What is required: Locate each line in the records that contains the string "Task", and copy those lines.

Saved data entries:
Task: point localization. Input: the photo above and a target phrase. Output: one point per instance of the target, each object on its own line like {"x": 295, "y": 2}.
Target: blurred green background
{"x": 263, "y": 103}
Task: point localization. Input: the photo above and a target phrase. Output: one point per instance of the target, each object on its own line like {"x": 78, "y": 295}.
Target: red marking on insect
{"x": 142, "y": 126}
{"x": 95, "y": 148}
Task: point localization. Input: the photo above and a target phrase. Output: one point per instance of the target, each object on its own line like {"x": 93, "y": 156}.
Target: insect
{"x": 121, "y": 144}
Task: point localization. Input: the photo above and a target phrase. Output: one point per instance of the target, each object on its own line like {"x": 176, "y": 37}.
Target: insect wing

Right answer:
Task: point localization. Input: the photo above and a target phrase. Output: one point per instance of the target, each object on its own line like {"x": 295, "y": 2}.
Task: point localization. Input: the photo above and a target phrase. Output: one point per instance of the target, each object on its own line like {"x": 78, "y": 295}.
Task: point localization. Input: the photo above and a target phrase. Output: one point per instance of the target, each object on its own line like {"x": 93, "y": 156}.
Task: point localization. Input: the photo above and a target phrase. Output: one point per instance of the target, each object on its own line like {"x": 176, "y": 37}.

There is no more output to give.